-- Your objective --
The data below must be returned in full and exactly.

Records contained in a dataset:
● ● ● ●
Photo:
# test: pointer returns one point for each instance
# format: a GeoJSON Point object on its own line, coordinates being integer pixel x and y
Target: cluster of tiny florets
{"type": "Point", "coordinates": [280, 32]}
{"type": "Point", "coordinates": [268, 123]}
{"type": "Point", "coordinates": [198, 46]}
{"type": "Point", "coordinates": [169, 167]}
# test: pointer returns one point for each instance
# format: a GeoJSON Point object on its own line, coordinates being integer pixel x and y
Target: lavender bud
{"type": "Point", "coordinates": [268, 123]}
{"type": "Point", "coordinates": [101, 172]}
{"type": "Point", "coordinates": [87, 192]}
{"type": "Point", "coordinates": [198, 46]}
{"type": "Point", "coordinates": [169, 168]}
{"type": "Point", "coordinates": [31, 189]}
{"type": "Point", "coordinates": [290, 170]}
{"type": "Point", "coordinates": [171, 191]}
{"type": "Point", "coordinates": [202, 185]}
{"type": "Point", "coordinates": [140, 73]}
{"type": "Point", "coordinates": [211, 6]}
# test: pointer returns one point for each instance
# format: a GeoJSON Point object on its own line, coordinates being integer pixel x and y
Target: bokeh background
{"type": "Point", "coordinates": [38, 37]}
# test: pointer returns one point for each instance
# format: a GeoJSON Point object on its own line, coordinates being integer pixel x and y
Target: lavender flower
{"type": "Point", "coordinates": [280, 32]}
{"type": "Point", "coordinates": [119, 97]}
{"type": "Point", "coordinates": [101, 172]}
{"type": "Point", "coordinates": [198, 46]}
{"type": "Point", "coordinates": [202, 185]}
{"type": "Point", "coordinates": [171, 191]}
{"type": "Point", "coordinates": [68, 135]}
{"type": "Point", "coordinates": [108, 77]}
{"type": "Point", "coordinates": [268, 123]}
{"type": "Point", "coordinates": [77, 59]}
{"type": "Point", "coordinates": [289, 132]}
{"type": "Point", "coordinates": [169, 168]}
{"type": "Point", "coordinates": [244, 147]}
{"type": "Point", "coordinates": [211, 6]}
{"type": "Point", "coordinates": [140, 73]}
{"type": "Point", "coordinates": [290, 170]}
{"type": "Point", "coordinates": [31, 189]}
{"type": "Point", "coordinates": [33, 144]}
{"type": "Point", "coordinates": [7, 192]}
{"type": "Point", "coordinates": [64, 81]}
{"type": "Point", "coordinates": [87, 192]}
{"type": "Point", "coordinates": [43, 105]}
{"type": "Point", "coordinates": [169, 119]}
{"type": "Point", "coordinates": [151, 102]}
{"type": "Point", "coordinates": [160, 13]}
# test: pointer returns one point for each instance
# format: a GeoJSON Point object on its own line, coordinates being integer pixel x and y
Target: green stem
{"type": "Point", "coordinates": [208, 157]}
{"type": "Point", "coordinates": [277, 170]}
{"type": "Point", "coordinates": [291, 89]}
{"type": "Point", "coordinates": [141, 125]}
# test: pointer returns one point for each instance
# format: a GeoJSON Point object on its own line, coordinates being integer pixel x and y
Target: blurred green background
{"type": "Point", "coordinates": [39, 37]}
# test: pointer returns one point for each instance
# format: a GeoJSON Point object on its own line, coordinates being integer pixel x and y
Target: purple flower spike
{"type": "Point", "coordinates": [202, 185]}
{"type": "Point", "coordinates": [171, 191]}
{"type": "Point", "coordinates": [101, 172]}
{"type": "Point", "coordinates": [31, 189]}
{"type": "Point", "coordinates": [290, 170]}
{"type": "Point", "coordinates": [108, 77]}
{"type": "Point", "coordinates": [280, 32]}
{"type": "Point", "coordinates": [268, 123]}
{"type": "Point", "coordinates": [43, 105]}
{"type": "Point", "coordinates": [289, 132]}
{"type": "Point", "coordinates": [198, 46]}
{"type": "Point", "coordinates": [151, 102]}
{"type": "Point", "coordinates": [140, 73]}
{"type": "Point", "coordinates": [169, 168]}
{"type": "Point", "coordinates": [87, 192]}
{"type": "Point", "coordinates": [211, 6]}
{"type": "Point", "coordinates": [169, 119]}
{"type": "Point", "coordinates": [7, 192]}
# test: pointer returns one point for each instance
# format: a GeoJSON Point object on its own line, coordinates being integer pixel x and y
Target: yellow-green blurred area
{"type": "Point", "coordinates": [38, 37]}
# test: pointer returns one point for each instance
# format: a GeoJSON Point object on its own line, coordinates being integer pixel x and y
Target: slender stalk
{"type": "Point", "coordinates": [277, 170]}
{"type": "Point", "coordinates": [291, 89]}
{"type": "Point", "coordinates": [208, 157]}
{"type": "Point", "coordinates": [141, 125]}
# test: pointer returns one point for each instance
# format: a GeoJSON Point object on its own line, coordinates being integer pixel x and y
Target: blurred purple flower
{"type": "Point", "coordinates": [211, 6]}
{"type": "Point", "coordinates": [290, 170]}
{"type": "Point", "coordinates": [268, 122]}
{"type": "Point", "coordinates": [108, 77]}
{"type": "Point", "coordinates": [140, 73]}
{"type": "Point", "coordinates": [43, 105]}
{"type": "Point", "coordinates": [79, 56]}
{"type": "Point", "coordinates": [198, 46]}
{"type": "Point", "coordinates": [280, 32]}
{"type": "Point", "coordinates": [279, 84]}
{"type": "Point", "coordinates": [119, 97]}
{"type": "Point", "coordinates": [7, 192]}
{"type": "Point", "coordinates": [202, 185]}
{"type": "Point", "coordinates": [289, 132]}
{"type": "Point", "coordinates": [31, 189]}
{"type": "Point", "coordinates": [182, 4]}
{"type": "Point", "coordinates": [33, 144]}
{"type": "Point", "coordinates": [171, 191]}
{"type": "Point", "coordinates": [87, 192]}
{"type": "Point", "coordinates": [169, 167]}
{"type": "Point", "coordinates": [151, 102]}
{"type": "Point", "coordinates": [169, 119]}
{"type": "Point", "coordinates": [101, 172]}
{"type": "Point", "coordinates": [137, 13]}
● ● ● ●
-- Exercise response --
Photo:
# test: pointer returns one point for each instance
# format: a GeoJSON Point object on its own line, coordinates being integer pixel x and y
Target: cluster of tiny florets
{"type": "Point", "coordinates": [280, 32]}
{"type": "Point", "coordinates": [268, 123]}
{"type": "Point", "coordinates": [198, 46]}
{"type": "Point", "coordinates": [169, 167]}
# test: pointer returns one point for each instance
# format: a GeoJSON Point object on its own line, coordinates being integer pixel x and y
Target: lavender bud
{"type": "Point", "coordinates": [268, 123]}
{"type": "Point", "coordinates": [101, 172]}
{"type": "Point", "coordinates": [87, 192]}
{"type": "Point", "coordinates": [198, 46]}
{"type": "Point", "coordinates": [169, 168]}
{"type": "Point", "coordinates": [31, 189]}
{"type": "Point", "coordinates": [290, 170]}
{"type": "Point", "coordinates": [171, 191]}
{"type": "Point", "coordinates": [202, 185]}
{"type": "Point", "coordinates": [140, 73]}
{"type": "Point", "coordinates": [211, 6]}
# test: pointer returns one point for each instance
# format: a GeoJSON Point object on its own line, coordinates being integer pixel x and y
Target: bokeh background
{"type": "Point", "coordinates": [38, 37]}
# test: pointer returns one point for each instance
# format: a GeoJSON Point object on its own line, coordinates being integer pixel x and y
Target: lavender flower
{"type": "Point", "coordinates": [280, 32]}
{"type": "Point", "coordinates": [119, 97]}
{"type": "Point", "coordinates": [101, 172]}
{"type": "Point", "coordinates": [198, 46]}
{"type": "Point", "coordinates": [202, 185]}
{"type": "Point", "coordinates": [171, 191]}
{"type": "Point", "coordinates": [68, 135]}
{"type": "Point", "coordinates": [108, 77]}
{"type": "Point", "coordinates": [268, 123]}
{"type": "Point", "coordinates": [77, 59]}
{"type": "Point", "coordinates": [289, 132]}
{"type": "Point", "coordinates": [169, 168]}
{"type": "Point", "coordinates": [244, 147]}
{"type": "Point", "coordinates": [211, 6]}
{"type": "Point", "coordinates": [140, 73]}
{"type": "Point", "coordinates": [290, 170]}
{"type": "Point", "coordinates": [31, 189]}
{"type": "Point", "coordinates": [33, 144]}
{"type": "Point", "coordinates": [7, 192]}
{"type": "Point", "coordinates": [64, 81]}
{"type": "Point", "coordinates": [87, 192]}
{"type": "Point", "coordinates": [43, 105]}
{"type": "Point", "coordinates": [169, 119]}
{"type": "Point", "coordinates": [151, 102]}
{"type": "Point", "coordinates": [160, 13]}
# test: pointer returns one point for each instance
# format: a GeoJSON Point object on its own line, coordinates being integer pixel x and y
Target: green stem
{"type": "Point", "coordinates": [208, 157]}
{"type": "Point", "coordinates": [277, 170]}
{"type": "Point", "coordinates": [291, 89]}
{"type": "Point", "coordinates": [141, 125]}
# test: pointer returns one point for each instance
# format: a GeoJSON Point object on its own line, coordinates being integer pixel x and y
Target: blurred green background
{"type": "Point", "coordinates": [39, 37]}
# test: pointer returns one point for each instance
# format: a GeoJSON Point object on its own line, coordinates being integer pixel x and y
Target: purple flower spike
{"type": "Point", "coordinates": [202, 185]}
{"type": "Point", "coordinates": [171, 191]}
{"type": "Point", "coordinates": [101, 172]}
{"type": "Point", "coordinates": [31, 189]}
{"type": "Point", "coordinates": [290, 170]}
{"type": "Point", "coordinates": [108, 77]}
{"type": "Point", "coordinates": [280, 32]}
{"type": "Point", "coordinates": [268, 123]}
{"type": "Point", "coordinates": [43, 105]}
{"type": "Point", "coordinates": [289, 132]}
{"type": "Point", "coordinates": [198, 46]}
{"type": "Point", "coordinates": [151, 102]}
{"type": "Point", "coordinates": [140, 73]}
{"type": "Point", "coordinates": [169, 168]}
{"type": "Point", "coordinates": [87, 192]}
{"type": "Point", "coordinates": [211, 6]}
{"type": "Point", "coordinates": [169, 119]}
{"type": "Point", "coordinates": [7, 192]}
# test: pointer returns one point for each instance
# format: a GeoJSON Point object on its own line, coordinates being integer pixel x and y
Target: yellow-green blurred area
{"type": "Point", "coordinates": [38, 37]}
# test: pointer returns one point for each instance
# format: a GeoJSON Point object on its own line, coordinates being integer pixel x and y
Target: slender stalk
{"type": "Point", "coordinates": [277, 170]}
{"type": "Point", "coordinates": [291, 89]}
{"type": "Point", "coordinates": [208, 157]}
{"type": "Point", "coordinates": [141, 125]}
# test: pointer returns one point for each instance
# format: a GeoJSON Point object on its own line, coordinates being integer pixel x and y
Target: blurred purple flower
{"type": "Point", "coordinates": [211, 6]}
{"type": "Point", "coordinates": [290, 170]}
{"type": "Point", "coordinates": [268, 122]}
{"type": "Point", "coordinates": [108, 77]}
{"type": "Point", "coordinates": [140, 73]}
{"type": "Point", "coordinates": [43, 105]}
{"type": "Point", "coordinates": [79, 56]}
{"type": "Point", "coordinates": [198, 46]}
{"type": "Point", "coordinates": [280, 32]}
{"type": "Point", "coordinates": [279, 84]}
{"type": "Point", "coordinates": [119, 97]}
{"type": "Point", "coordinates": [7, 192]}
{"type": "Point", "coordinates": [202, 185]}
{"type": "Point", "coordinates": [289, 132]}
{"type": "Point", "coordinates": [31, 189]}
{"type": "Point", "coordinates": [182, 4]}
{"type": "Point", "coordinates": [33, 144]}
{"type": "Point", "coordinates": [171, 191]}
{"type": "Point", "coordinates": [87, 192]}
{"type": "Point", "coordinates": [169, 167]}
{"type": "Point", "coordinates": [151, 102]}
{"type": "Point", "coordinates": [169, 119]}
{"type": "Point", "coordinates": [101, 172]}
{"type": "Point", "coordinates": [137, 13]}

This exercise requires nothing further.